*Task brief:*
Count the lines in the rows below that contain the word "lemon". Reply with the number alone.

*Entries:*
[start]

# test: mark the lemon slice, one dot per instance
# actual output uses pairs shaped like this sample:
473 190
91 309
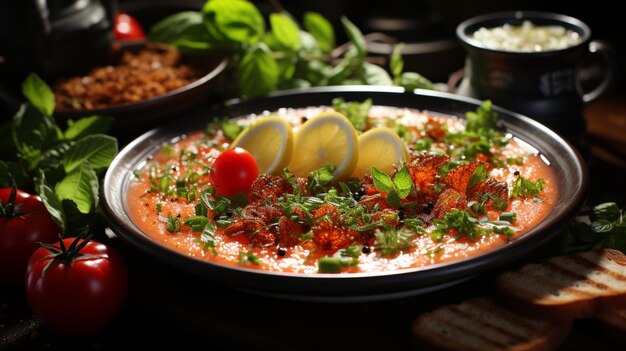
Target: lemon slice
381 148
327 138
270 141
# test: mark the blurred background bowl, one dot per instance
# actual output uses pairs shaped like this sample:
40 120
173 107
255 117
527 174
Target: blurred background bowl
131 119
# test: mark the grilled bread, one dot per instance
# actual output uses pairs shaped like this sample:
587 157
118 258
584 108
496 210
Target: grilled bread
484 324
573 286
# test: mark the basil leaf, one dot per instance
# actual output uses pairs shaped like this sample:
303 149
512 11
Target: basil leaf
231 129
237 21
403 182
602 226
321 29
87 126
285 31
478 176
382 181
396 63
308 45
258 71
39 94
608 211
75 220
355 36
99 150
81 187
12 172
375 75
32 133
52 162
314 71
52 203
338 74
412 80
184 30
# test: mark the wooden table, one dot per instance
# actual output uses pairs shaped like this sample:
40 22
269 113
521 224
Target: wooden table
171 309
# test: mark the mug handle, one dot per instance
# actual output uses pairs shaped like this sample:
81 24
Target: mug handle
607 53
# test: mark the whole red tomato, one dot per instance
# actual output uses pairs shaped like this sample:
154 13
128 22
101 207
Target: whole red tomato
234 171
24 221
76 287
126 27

[end]
[start]

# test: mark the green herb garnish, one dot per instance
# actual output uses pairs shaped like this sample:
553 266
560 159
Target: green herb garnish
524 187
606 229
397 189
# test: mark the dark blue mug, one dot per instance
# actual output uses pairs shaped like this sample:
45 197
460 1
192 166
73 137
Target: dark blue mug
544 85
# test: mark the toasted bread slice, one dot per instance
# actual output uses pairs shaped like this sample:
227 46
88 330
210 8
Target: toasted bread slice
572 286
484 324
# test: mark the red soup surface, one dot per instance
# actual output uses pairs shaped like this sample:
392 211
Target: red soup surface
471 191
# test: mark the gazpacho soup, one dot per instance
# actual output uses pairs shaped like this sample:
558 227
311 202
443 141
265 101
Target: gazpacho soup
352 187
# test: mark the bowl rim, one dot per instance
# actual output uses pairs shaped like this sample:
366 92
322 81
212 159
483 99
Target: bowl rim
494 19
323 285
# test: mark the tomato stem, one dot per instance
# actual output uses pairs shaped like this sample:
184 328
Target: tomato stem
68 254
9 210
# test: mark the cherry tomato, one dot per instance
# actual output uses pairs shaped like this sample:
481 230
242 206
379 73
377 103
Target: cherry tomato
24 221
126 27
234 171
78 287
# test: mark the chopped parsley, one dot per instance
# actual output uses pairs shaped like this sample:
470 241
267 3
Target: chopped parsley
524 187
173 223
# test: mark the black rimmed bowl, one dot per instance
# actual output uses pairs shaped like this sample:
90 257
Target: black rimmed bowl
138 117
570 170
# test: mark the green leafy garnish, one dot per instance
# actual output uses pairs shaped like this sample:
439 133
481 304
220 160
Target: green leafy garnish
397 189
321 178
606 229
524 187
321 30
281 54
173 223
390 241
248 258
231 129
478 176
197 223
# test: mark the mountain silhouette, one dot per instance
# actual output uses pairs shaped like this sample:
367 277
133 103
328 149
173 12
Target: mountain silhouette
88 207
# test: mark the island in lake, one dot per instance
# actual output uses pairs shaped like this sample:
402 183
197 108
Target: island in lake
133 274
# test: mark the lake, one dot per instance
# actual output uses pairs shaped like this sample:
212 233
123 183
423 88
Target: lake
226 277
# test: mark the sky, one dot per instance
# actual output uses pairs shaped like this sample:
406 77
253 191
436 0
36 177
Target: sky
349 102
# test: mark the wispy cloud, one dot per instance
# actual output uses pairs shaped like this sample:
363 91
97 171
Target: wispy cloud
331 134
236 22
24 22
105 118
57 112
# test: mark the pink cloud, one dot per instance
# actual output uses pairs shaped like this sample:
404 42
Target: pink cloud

[end]

*Result below:*
2